[Items from a data source]
▶

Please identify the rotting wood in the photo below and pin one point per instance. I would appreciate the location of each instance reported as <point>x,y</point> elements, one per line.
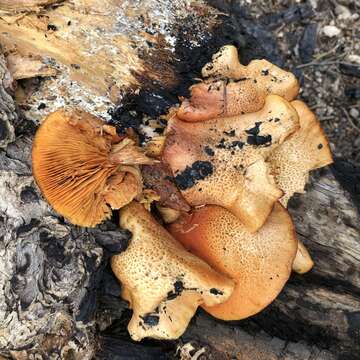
<point>52,274</point>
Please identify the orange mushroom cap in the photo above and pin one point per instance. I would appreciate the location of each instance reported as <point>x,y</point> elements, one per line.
<point>259,263</point>
<point>232,89</point>
<point>222,162</point>
<point>305,150</point>
<point>163,282</point>
<point>84,168</point>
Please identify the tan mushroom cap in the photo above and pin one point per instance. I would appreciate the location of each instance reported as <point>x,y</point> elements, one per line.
<point>83,167</point>
<point>305,150</point>
<point>260,263</point>
<point>222,162</point>
<point>232,88</point>
<point>163,282</point>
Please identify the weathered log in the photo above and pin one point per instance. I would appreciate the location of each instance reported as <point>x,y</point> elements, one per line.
<point>58,298</point>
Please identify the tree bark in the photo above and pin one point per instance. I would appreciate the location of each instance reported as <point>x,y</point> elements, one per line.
<point>58,298</point>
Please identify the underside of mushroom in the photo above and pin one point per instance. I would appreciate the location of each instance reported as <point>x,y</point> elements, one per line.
<point>83,168</point>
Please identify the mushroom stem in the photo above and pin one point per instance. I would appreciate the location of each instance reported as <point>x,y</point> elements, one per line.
<point>303,261</point>
<point>127,153</point>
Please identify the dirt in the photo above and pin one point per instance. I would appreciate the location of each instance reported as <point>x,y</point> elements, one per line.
<point>328,67</point>
<point>292,34</point>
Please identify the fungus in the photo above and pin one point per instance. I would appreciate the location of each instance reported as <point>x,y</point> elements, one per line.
<point>303,261</point>
<point>222,162</point>
<point>259,263</point>
<point>163,283</point>
<point>84,168</point>
<point>305,150</point>
<point>231,88</point>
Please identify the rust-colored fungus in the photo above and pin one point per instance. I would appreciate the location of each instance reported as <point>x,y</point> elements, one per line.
<point>163,283</point>
<point>83,168</point>
<point>260,263</point>
<point>231,89</point>
<point>305,150</point>
<point>222,162</point>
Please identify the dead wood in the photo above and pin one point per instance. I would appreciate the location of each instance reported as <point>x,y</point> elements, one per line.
<point>57,298</point>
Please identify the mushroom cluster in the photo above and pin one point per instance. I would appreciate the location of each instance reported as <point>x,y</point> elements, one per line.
<point>231,157</point>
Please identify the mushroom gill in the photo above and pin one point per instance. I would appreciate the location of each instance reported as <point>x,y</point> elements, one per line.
<point>259,263</point>
<point>163,282</point>
<point>84,168</point>
<point>230,88</point>
<point>305,150</point>
<point>222,162</point>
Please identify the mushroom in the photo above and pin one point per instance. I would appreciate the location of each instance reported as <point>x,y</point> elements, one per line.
<point>305,150</point>
<point>222,162</point>
<point>303,261</point>
<point>84,168</point>
<point>259,263</point>
<point>231,88</point>
<point>163,283</point>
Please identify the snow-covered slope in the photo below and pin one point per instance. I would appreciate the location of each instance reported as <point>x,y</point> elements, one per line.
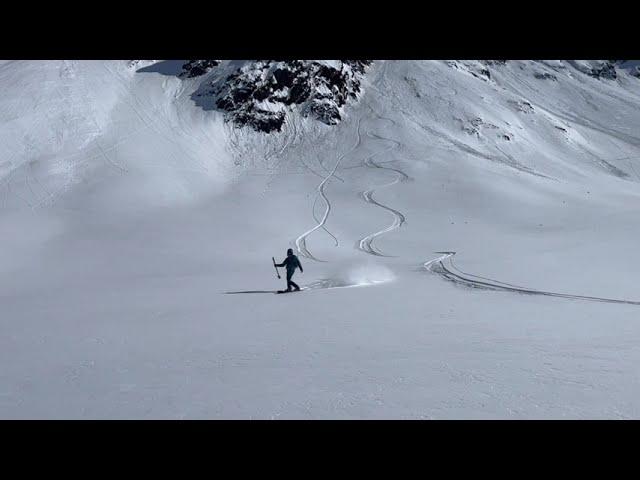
<point>132,200</point>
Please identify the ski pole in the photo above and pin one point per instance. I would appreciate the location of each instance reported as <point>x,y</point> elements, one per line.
<point>274,264</point>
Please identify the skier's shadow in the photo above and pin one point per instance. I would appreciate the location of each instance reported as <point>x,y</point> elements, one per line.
<point>251,291</point>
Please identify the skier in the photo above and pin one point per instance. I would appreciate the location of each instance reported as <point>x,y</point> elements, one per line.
<point>291,262</point>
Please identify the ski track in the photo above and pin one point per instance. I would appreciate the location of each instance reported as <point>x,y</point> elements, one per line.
<point>300,242</point>
<point>439,267</point>
<point>365,244</point>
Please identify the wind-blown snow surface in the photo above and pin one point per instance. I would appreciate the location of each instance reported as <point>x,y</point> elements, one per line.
<point>127,211</point>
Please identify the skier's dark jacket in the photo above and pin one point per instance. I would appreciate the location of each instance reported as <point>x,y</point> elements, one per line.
<point>291,262</point>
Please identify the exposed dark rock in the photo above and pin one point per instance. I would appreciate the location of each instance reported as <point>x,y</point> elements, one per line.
<point>545,76</point>
<point>522,106</point>
<point>606,70</point>
<point>196,68</point>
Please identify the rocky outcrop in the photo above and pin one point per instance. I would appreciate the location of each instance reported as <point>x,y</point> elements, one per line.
<point>259,93</point>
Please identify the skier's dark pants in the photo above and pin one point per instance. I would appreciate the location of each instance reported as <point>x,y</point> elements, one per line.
<point>291,283</point>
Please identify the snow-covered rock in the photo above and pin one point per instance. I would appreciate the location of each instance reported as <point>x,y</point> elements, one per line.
<point>260,93</point>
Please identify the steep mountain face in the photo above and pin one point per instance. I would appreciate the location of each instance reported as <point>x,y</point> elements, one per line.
<point>259,93</point>
<point>141,204</point>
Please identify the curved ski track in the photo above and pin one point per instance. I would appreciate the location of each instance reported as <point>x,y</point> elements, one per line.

◀

WHAT IS EXPECTED: Go through the entries above and write them out again exactly, images left behind.

WRITTEN ANSWER:
Please identify the rotting wood in the photo below and pin one point per instance. I would appreciate the location of each instance reported as <point>x,y</point> elements, one per line.
<point>52,274</point>
Please identify the orange mushroom cap in the photo above and pin one point per instance. I would appreciate the location of each instance reported as <point>x,y</point> elements, one per line.
<point>259,263</point>
<point>232,89</point>
<point>222,162</point>
<point>305,150</point>
<point>163,282</point>
<point>84,168</point>
Please identify the tan mushroom cap in the photo above and pin one point per instance. I would appreciate the location of each instance reported as <point>x,y</point> elements, one per line.
<point>83,167</point>
<point>305,150</point>
<point>260,263</point>
<point>222,162</point>
<point>232,88</point>
<point>163,282</point>
Please identify the weathered log in the photo above and pin one point per instance. I would appreciate the location of each instance reported as <point>x,y</point> elements, one per line.
<point>58,298</point>
Please identify the tree bark in the photo above and pin one point per instance. I would appreciate the location of each instance reported as <point>x,y</point> elements, one per line.
<point>58,298</point>
Please identify the underside of mushroom in the photo above and pin one point per instance. I would appreciate the location of each instance reported as <point>x,y</point> elements, one per line.
<point>83,168</point>
Please identify the mushroom stem in the photo above and pin one point per instance. I would appreciate the location of each instance reported as <point>x,y</point> elements, one per line.
<point>303,261</point>
<point>127,153</point>
Please identify the dirt in the photo above and pin one point per instance. I would appreciate the location of each instance reported as <point>x,y</point> elements, one per line.
<point>328,67</point>
<point>292,34</point>
Please identify the fungus in the photo above and pin one point per instance. I would appreciate the location of each instance reported as <point>x,y</point> elements, one per line.
<point>303,261</point>
<point>222,162</point>
<point>259,263</point>
<point>163,283</point>
<point>84,168</point>
<point>305,150</point>
<point>231,88</point>
Please identify the rust-colored fungus in the photo above and pin one point per instance. I would appreciate the location of each instance reported as <point>x,y</point> elements, one per line.
<point>163,283</point>
<point>83,168</point>
<point>260,263</point>
<point>231,89</point>
<point>305,150</point>
<point>222,162</point>
Please identify the dead wood in the photo above and pin one point per instance. I would appreciate the location of each instance reported as <point>x,y</point> elements, one per line.
<point>57,298</point>
Please identify the mushroom cluster in the photo above and pin one point per instance. I would appreciate the location of each instance reported as <point>x,y</point> elements, one per line.
<point>231,157</point>
Please identify the mushroom gill in the photo above and pin one point per instance. I would appreciate the location of each instance reported as <point>x,y</point> elements, one per line.
<point>259,263</point>
<point>163,282</point>
<point>84,168</point>
<point>230,88</point>
<point>305,150</point>
<point>222,162</point>
Please identify the mushroom in the photo above and pin one point per instance. I would appreciate the location of each instance reported as <point>x,y</point> elements, one per line.
<point>305,150</point>
<point>222,162</point>
<point>303,261</point>
<point>84,168</point>
<point>259,263</point>
<point>231,88</point>
<point>163,283</point>
Please identify the snow-covered slope in the photo below and pin one point per instance. I would appreciate the location of each instance reported as <point>x,y</point> elements, one per line.
<point>132,200</point>
Please identify the ski pole in the photo above and pin one point per instance. I would appreciate the location of each instance reported as <point>x,y</point> elements, one per line.
<point>274,264</point>
Please identify the skier's shadow in the photo above and pin one point per instance. I would appreciate the location of each instance reported as <point>x,y</point> elements, one per line.
<point>251,291</point>
Please identify the skier in the photo above and pin one point per instance. I would appreciate the location of each instance reported as <point>x,y</point> elements, one per line.
<point>291,262</point>
Please identify the ski track in the photo above and pin one point per instance. I would appreciate the location of each instance reported as <point>x,y</point> elements, one per line.
<point>300,242</point>
<point>439,267</point>
<point>365,244</point>
Please identify the wind-blown snow surface in the photo above and pin one point per instance. I would appreciate the location of each instance reported as <point>x,y</point> elements, one per line.
<point>127,211</point>
Please identify the skier's dark jacket in the photo above and pin one point per instance. I would appreciate the location of each instance reported as <point>x,y</point> elements, one per line.
<point>291,262</point>
Please identify the exposed dark rock in the photo above and pin one point per instance. I would appreciate the location of each instance reported as <point>x,y</point> elements, one per line.
<point>545,76</point>
<point>522,106</point>
<point>606,70</point>
<point>196,68</point>
Please identify the rocky outcrop in the photo above and pin one point per instance. I would appreciate the location of each instance reported as <point>x,y</point> elements, one per line.
<point>259,93</point>
Please identify the skier's dark pants in the photo above and pin one point per instance. I would appreciate the location of each instance reported as <point>x,y</point> elements, one per line.
<point>291,283</point>
Please identify the snow-covered rock in the photo above and pin one point per instance. I would appreciate the location of each instance reported as <point>x,y</point> elements, one per line.
<point>260,93</point>
Please identify the steep mountain face in the photo above and pin one point per instance. I would appreciate the location of each instance reported as <point>x,y</point> elements, one per line.
<point>259,93</point>
<point>141,204</point>
Please identify the curved ski track in the photo above and pin one point per instance. I would appreciate the location of each instance reported as <point>x,y</point> elements, one per line.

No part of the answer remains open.